Available data
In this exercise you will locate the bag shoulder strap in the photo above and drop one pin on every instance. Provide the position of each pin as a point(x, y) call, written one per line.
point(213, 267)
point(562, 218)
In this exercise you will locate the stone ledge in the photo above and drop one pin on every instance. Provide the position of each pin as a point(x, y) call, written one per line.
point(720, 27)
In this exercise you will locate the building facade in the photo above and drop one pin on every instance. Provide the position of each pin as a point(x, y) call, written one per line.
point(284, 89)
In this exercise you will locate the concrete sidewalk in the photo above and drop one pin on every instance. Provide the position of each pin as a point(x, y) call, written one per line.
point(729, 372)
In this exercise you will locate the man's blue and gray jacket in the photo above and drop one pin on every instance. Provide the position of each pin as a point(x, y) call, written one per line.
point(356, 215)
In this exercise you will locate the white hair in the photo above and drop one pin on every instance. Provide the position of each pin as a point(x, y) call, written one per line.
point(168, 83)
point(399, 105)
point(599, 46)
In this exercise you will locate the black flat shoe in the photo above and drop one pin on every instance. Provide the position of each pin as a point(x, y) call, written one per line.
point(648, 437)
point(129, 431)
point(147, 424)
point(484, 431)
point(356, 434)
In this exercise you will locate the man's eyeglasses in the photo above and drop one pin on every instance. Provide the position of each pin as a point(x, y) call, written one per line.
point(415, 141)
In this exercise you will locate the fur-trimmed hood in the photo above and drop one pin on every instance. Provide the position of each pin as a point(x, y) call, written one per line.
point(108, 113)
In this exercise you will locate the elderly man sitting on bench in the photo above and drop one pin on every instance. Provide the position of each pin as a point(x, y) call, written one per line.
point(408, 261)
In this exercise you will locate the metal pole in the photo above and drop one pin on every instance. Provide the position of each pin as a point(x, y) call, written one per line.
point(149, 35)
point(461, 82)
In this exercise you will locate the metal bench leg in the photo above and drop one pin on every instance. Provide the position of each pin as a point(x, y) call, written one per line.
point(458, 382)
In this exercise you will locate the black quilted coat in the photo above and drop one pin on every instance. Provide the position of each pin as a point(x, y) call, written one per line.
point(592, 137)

What is being asked
Only what runs from the line containing "In this exercise you will locate the black quilted" through the final line of the entries above belongs in the answer, restated exactly.

Result for this exercise
In this exercise you will locate the black quilted coat in the photo above and drop one pin on every instance. Provide the position of each pin as a point(x, y) call, written one per line.
point(592, 137)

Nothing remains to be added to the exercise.